> **PAGE EXTRACT**
****************
1. An electronic paper (e-paper) device comprising:

a conductive layer corresponding to a display surface of the e-paper device;

a plurality of pixel electrodes arranged in matrix pattern, each pixel electrode corresponding to a coordinate of a coordinate system;

a common electrode layer;

an electrophoretic ink layer, electrically connected between the plurality of pixel electrodes and the common electrode layer;

a voltage detection unit, connected to the plurality of pixel electrodes, and configured to detect voltages of the pixel electrodes; and

a processing unit;

wherein, the conductive layer has a first voltage and the common electrode layer has a second voltage different from the first voltage when the e-paper device is powered on, the plurality of pixel electrodes are located between the conductive layer and the electrophoretic ink layer, when the e-paper device is touched by a user, the pixel electrode corresponding to the touch position contacts the conductive layer and obtains the first voltage, which causes a color change of the position of the electrophoretic ink layer corresponding to the touch position; the voltage detection unit detects the first voltage of the pixel electrode and produces a touch signal, and the processing unit determines the touch position according to the touch signal.

2. The e-paper device according to claim 1, wherein the electrophoretic ink layer comprises a plurality of cavities, each cavity is arranged between one of the plurality of pixel electrodes and the common electrode layer, and comprises suspension fluid, and at least one type of charged particles dispersed in the suspension fluid; when a pixel electrode obtains the first voltage, the charged particles of the cavity connected to the pixel electrode are driven move toward to or move away from the pixel electrode with the first voltage, causing the color change of the cavity.

3. The e-paper device according to claim 1, further comprising a spacer layer between the conductive layer and the plurality of pixel electrodes, the spacer layer is configured for spacing the conductive layer and the plurality of pixel electrodes apart when the e-paper device is not be depressed by the user.
****************
> **INFORMATION PROVIDED**
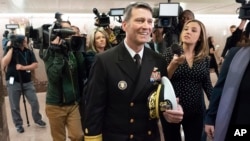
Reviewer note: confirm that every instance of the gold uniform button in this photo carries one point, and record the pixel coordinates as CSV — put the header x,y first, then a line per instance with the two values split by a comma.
x,y
132,104
131,136
132,120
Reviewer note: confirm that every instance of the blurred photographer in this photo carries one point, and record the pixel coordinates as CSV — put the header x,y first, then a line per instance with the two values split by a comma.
x,y
19,61
64,68
5,39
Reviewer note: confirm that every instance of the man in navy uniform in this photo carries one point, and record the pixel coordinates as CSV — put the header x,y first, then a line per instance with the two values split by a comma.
x,y
117,91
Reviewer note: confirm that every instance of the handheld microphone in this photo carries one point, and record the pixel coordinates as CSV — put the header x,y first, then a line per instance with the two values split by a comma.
x,y
65,31
176,49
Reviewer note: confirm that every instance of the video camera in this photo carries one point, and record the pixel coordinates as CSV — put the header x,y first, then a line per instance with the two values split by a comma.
x,y
102,20
244,12
11,36
43,36
166,12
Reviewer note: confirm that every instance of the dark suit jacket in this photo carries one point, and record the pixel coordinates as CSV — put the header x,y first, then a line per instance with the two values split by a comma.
x,y
116,104
218,88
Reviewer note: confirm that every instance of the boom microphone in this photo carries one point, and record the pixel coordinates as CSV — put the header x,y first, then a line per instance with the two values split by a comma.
x,y
176,49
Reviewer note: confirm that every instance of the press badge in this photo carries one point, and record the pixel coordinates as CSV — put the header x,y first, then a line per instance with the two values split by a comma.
x,y
11,80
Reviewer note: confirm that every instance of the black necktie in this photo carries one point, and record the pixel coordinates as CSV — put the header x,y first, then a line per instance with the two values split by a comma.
x,y
137,60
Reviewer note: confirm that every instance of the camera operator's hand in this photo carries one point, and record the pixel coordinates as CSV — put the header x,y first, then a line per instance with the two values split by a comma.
x,y
20,67
7,57
27,67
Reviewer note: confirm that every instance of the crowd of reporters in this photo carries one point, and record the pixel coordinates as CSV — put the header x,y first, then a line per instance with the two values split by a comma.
x,y
68,72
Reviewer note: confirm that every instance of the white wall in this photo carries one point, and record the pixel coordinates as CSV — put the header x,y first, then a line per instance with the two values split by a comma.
x,y
216,25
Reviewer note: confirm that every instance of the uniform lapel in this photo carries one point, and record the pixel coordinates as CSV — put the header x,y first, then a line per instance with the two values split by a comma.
x,y
126,63
146,70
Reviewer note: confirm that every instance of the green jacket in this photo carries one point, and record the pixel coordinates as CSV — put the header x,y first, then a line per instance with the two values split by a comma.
x,y
64,77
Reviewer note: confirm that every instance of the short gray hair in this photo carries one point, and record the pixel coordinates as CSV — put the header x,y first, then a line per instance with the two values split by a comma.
x,y
128,9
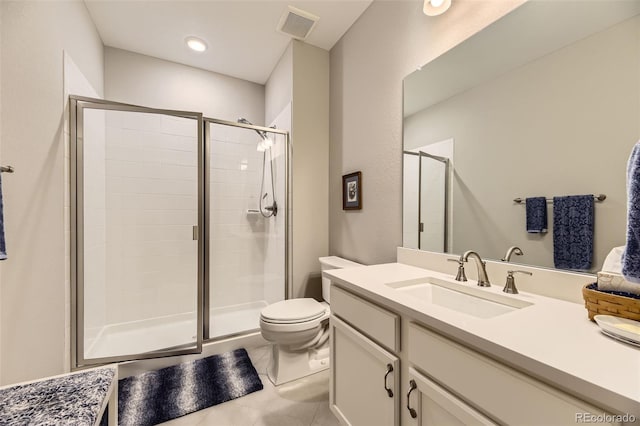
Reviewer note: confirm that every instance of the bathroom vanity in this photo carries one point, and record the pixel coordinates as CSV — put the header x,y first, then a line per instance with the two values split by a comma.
x,y
413,346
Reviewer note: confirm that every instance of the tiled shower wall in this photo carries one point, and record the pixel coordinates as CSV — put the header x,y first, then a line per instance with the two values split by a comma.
x,y
151,208
140,206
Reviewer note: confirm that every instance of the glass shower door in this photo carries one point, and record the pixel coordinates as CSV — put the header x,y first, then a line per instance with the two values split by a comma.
x,y
432,202
137,181
247,225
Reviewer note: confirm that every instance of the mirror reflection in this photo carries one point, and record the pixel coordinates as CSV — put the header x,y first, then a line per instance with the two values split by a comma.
x,y
545,102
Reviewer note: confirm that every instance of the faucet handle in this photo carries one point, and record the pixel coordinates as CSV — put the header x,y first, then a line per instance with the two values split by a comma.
x,y
460,276
510,285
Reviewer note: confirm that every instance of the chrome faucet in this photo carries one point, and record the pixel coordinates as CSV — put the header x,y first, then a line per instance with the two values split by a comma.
x,y
460,276
512,250
510,285
483,279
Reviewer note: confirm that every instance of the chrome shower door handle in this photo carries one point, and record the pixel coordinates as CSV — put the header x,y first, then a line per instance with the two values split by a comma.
x,y
389,370
412,386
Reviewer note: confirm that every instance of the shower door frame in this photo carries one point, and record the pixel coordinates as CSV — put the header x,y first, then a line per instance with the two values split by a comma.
x,y
76,193
207,208
445,221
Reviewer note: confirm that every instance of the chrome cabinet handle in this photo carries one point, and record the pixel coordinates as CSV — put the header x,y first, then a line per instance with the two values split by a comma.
x,y
389,370
412,386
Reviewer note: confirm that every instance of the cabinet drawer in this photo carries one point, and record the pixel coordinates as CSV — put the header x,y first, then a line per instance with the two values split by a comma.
x,y
502,392
377,323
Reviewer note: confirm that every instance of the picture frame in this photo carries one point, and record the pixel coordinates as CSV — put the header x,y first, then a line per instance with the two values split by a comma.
x,y
352,191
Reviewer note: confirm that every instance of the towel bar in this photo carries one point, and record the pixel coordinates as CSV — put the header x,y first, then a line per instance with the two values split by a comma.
x,y
599,197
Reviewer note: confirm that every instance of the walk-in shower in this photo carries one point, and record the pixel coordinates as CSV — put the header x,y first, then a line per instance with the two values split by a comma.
x,y
176,234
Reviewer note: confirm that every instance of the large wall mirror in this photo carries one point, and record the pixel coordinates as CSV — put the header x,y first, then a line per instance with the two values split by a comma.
x,y
543,102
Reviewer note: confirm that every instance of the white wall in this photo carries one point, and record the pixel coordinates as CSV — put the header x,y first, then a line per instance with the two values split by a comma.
x,y
389,41
567,125
303,74
142,80
33,37
240,242
1,13
279,86
310,164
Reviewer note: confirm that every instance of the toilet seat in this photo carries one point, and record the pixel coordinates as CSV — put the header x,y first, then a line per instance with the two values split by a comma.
x,y
293,311
292,316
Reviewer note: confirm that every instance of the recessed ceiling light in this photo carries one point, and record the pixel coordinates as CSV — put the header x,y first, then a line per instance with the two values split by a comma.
x,y
436,7
196,44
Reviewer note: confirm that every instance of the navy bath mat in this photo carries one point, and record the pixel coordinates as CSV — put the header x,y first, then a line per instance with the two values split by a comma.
x,y
161,395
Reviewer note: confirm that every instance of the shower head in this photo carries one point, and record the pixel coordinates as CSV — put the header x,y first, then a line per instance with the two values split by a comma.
x,y
262,133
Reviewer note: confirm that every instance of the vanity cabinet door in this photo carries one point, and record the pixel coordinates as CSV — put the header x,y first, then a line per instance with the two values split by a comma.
x,y
365,379
433,405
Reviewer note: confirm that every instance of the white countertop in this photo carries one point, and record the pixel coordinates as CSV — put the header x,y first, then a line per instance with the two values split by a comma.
x,y
552,340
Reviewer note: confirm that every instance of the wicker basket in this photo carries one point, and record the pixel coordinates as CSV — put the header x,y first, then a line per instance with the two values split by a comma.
x,y
618,304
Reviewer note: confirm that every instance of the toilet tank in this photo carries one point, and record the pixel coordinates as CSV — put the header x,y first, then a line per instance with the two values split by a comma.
x,y
333,262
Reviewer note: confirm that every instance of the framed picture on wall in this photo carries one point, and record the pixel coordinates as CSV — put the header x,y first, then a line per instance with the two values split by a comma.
x,y
352,191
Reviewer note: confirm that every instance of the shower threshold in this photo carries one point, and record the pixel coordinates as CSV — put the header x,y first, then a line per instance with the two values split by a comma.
x,y
172,330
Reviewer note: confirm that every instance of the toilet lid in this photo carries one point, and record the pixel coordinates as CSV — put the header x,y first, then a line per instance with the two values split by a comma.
x,y
293,310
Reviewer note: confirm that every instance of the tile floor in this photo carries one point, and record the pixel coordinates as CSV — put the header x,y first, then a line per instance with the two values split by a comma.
x,y
303,402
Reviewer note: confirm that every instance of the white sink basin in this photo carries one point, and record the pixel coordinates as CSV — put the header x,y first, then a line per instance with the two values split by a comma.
x,y
464,298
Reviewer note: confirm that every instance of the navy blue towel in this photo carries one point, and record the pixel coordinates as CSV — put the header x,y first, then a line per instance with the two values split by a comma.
x,y
573,218
631,255
536,215
3,248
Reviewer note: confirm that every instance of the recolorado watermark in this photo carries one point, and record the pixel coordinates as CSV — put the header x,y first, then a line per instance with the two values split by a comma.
x,y
604,418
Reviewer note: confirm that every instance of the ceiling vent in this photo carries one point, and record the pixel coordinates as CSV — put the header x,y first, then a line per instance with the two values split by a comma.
x,y
297,23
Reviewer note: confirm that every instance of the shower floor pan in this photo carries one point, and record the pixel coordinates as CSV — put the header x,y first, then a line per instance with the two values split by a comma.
x,y
174,330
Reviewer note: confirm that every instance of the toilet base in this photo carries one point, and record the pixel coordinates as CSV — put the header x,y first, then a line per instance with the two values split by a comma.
x,y
287,365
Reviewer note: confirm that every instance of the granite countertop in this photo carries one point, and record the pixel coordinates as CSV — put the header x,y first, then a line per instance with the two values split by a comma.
x,y
552,339
76,398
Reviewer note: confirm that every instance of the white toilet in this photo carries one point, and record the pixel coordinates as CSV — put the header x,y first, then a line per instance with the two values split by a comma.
x,y
299,331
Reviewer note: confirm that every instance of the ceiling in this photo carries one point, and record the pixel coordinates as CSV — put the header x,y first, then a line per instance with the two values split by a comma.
x,y
241,34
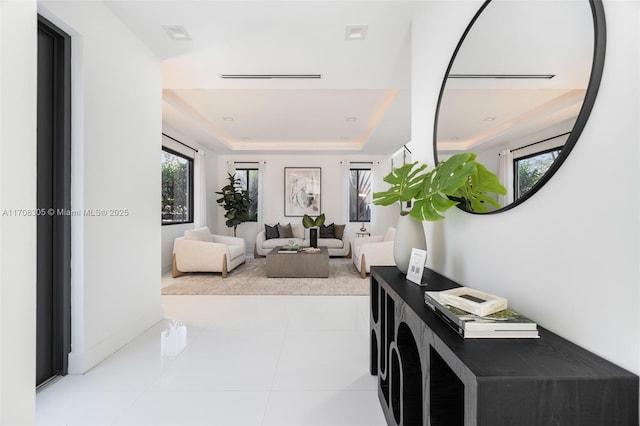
****************
> **PROBLEM REQUIREMENTS**
Retype the e-paper device claims above in full, word for word, with every line and mark unchanged.

> **FULL SOLUTION**
1. An electronic paper (e-paper) device comprising:

a conductive layer corresponding to a display surface of the e-paper device;

a plurality of pixel electrodes arranged in matrix pattern, each pixel electrode corresponding to a coordinate of a coordinate system;

a common electrode layer;

an electrophoretic ink layer, electrically connected between the plurality of pixel electrodes and the common electrode layer;

a voltage detection unit, connected to the plurality of pixel electrodes, and configured to detect voltages of the pixel electrodes; and

a processing unit;

wherein, the conductive layer has a first voltage and the common electrode layer has a second voltage different from the first voltage when the e-paper device is powered on, the plurality of pixel electrodes are located between the conductive layer and the electrophoretic ink layer, when the e-paper device is touched by a user, the pixel electrode corresponding to the touch position contacts the conductive layer and obtains the first voltage, which causes a color change of the position of the electrophoretic ink layer corresponding to the touch position; the voltage detection unit detects the first voltage of the pixel electrode and produces a touch signal, and the processing unit determines the touch position according to the touch signal.

2. The e-paper device according to claim 1, wherein the electrophoretic ink layer comprises a plurality of cavities, each cavity is arranged between one of the plurality of pixel electrodes and the common electrode layer, and comprises suspension fluid, and at least one type of charged particles dispersed in the suspension fluid; when a pixel electrode obtains the first voltage, the charged particles of the cavity connected to the pixel electrode are driven move toward to or move away from the pixel electrode with the first voltage, causing the color change of the cavity.

3. The e-paper device according to claim 1, further comprising a spacer layer between the conductive layer and the plurality of pixel electrodes, the spacer layer is configured for spacing the conductive layer and the plurality of pixel electrodes apart when the e-paper device is not be depressed by the user.